### Data shown
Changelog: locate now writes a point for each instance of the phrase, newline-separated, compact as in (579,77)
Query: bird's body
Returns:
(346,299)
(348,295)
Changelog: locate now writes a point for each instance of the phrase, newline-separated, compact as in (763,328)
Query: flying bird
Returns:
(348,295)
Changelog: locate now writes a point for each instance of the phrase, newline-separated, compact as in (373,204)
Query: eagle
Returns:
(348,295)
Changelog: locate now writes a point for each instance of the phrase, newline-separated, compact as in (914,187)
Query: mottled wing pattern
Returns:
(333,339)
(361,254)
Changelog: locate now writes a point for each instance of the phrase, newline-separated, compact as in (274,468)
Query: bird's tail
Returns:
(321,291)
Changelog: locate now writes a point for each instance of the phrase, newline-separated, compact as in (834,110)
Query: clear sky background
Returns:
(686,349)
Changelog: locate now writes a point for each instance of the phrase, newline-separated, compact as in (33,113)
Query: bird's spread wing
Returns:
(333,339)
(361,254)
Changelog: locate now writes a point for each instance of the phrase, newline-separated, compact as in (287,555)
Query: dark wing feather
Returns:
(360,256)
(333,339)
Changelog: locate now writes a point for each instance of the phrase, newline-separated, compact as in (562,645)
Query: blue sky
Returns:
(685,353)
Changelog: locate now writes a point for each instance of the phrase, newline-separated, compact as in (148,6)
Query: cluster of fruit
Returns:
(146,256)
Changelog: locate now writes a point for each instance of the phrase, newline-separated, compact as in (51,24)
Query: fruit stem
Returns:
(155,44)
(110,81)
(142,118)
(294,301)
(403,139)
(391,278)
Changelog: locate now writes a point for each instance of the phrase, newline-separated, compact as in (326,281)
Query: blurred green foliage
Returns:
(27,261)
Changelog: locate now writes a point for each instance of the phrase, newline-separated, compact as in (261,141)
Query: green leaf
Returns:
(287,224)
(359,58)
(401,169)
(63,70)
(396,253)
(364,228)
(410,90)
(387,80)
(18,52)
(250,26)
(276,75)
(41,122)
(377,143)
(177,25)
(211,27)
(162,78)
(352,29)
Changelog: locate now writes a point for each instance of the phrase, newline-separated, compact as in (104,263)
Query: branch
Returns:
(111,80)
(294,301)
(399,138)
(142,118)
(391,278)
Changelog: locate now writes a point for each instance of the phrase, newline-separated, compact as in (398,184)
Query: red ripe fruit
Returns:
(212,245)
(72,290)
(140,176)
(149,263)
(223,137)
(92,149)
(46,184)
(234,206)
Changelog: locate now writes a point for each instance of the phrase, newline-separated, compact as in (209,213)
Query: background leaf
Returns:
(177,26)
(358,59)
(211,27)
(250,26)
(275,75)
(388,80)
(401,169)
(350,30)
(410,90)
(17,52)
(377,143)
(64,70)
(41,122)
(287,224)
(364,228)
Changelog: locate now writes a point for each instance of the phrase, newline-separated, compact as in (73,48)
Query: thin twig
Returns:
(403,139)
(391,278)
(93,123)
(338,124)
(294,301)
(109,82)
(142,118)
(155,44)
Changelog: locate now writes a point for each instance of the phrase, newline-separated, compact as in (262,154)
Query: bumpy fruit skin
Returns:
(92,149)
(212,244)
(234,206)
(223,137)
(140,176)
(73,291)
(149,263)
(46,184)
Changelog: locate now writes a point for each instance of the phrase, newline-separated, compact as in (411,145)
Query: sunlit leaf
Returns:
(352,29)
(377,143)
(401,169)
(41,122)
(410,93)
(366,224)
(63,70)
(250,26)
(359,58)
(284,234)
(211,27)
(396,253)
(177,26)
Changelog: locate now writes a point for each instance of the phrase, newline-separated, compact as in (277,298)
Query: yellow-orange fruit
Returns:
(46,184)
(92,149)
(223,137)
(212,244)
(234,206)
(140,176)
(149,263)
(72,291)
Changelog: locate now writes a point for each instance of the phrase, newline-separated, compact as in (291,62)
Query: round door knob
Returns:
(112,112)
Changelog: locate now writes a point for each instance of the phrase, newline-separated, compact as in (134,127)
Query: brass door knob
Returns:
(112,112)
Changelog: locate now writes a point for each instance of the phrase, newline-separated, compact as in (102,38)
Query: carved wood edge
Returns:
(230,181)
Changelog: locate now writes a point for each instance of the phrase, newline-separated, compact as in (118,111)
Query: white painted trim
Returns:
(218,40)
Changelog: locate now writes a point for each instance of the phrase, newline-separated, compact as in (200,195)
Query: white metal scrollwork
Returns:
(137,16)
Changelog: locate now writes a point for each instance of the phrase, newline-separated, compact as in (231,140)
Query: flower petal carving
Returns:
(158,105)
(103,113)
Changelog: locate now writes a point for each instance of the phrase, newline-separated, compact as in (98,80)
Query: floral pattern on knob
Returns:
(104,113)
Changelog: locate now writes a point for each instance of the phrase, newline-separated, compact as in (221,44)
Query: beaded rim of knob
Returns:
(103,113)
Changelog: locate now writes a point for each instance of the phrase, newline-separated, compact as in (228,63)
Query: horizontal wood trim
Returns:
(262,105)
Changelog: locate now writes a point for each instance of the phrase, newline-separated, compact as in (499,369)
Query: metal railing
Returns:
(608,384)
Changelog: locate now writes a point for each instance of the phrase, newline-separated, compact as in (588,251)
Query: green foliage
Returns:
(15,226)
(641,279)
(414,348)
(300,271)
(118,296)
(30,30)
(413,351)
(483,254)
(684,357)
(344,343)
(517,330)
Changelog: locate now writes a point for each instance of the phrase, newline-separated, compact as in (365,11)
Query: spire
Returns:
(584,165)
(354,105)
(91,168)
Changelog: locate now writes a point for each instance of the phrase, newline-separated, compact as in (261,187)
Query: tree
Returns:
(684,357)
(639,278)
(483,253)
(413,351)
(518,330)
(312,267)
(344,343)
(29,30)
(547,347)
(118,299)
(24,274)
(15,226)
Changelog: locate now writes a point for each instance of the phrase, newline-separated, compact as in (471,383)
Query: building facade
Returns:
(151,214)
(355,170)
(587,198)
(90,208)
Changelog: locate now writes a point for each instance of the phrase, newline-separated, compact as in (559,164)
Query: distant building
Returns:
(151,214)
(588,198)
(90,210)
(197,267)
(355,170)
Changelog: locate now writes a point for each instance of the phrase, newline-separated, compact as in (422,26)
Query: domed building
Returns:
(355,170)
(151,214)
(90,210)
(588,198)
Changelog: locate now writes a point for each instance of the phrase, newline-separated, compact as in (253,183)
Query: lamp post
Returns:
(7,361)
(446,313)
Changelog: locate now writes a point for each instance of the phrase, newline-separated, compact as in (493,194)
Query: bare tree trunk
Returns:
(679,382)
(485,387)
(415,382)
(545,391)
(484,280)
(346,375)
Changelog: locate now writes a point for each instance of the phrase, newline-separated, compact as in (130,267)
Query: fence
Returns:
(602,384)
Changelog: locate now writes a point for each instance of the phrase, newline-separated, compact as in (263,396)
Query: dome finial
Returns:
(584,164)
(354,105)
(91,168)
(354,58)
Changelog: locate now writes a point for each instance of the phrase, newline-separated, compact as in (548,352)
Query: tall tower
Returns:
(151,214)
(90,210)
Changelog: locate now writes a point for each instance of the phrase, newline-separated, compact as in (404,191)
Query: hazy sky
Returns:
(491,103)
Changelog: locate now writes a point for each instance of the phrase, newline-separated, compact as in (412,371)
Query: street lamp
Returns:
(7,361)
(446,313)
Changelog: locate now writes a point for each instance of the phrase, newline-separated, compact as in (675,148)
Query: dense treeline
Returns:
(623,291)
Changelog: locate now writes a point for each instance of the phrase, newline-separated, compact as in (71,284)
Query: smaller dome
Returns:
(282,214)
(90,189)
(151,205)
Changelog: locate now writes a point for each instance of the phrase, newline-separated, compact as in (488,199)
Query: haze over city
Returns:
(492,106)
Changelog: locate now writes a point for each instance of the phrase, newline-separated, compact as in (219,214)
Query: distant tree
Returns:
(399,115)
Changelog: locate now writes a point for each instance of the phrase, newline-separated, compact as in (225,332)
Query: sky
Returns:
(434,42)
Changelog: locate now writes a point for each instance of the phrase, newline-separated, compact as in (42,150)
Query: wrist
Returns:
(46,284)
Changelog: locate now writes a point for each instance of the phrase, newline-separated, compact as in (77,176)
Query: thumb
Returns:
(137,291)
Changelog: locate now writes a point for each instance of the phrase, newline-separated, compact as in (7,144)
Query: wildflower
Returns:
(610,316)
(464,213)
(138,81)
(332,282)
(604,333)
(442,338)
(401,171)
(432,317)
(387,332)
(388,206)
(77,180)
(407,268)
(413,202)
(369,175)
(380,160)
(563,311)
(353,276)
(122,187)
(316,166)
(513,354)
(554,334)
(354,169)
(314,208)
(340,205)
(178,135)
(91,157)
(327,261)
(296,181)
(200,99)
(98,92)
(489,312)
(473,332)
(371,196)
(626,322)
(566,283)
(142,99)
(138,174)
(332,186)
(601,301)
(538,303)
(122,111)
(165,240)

### Work request
In the records above, find each line holding "wing" and copy it.

### Answer area
Query: mottled wing pattern
Query: bird's spread wing
Query: dark wing feather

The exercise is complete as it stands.